• [Work to be completed]:
Answer these questions from the siyum hashas announcement below:
(a) At what time does the train leave Far Rockaway, and which station is it bound for?
(b) Who approached Rabbi Pesach Lerner in 1991 about teaching the Talmud on the train?
(c) For how long has Eliezer Cohen been learning with the group?

• [Text]:

[Begin]

Siyum Hashas on LIRR Next Monday Morning (3rd time!)

My friend asked me to post the below announcement abouta the third siyum hashas to take place on the Long Island Railroad next Monday morning on the train that leaves Far Rockaway for Penn Station at 7:51 a.m. (goes through Woodmere at 8:01). Join if you can!

Historic Siyum at 70mph
On Monday, March 31, 2014 (29 Adar II 5774) history will be made, as a unique daf yomi shuir celebrates a rare milestone. The completion of Talmud Bavli for the third time. This upcoming siyum will not be held in a massive sports stadium attended by tens of thousands, but rather the event will take place in the same uncommon location that the shuir is delivered each day.
That morning will be the same as any other, as shuir members filter onto the LIRR train at Far Rockaway, Inwood, Lawrence and Cedarhurst stations as they have done for the last twenty-two years. But as the train begins to pulls out of Woodmere and Sholom Fried begins the final page in a 7 1/2 year cycle, they will be on the cusp of a remarkable accomplishment. This group has been riding the same Long Island Railroad train, with the same united purpose. To utilize the 45 minute ride into Penn Station NYC with a daily dose of learning. With miles and miles of track under their locomotive classroom, they are now on the horizon of completing the daf yomi cycle of Talmud Bavli for the third time.
Back in 1991, Rabbi Pesach Lerner, was approached by Aryeh Markovich while riding the LIRR one morning wanting to know if he would be willing to teach the Talmud on the 7:51 a.m. train from Far Rockaway to Manhattan. “I used to see a lot of people playing cards on the train,” says Markovich, ‘I figured why don’t we do something for people to utilize their time productively and learn something, too?’ Rabbi Lerner agreed, and the rest is history. The first day Markovich went up and down the train platform handing out flyers to publicize their class-on-wheels. The next morning, nearly 30 people showed up for their mobile tutorial in the train’s last car. It has been going strong ever since. Today, there are two morning Manhattan-bound trains that offer a daf yomi class. Students range from accountants, bankers, salesmen and even staff of the MTA itself. Railroad personnel are well aware of the class. Proud of the positive publicity it has generated, they do everything possible to help.
There certainly are challenges conducting a class in this environment. Eliezer Cohen, who has been learning with the group for more than 10 years and now serves as one of its senior magid shuir says “The daf discusses all aspects of life. Therefore there are issues that come up, from the mundane to the very powerful. The political issues of the day, sexual [topics] . . . sometimes there are issues that are hard to discuss on the train, but it gives vibrancy to the commute.” Yossi Klein adds, “While most commuters grunt at the occasional delay on the rails, we relish in spending the extra few more minutes delving a little deeper in the daf.”

[End]

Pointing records

[Begin]

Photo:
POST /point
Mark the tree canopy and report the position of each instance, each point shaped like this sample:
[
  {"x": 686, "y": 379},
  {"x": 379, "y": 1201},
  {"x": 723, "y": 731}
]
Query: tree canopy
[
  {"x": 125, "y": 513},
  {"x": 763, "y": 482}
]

[End]

• [Solution below]:
(a) 7:51 a.m., bound for Penn Station.
(b) Aryeh Markovich.
(c) More than 10 years.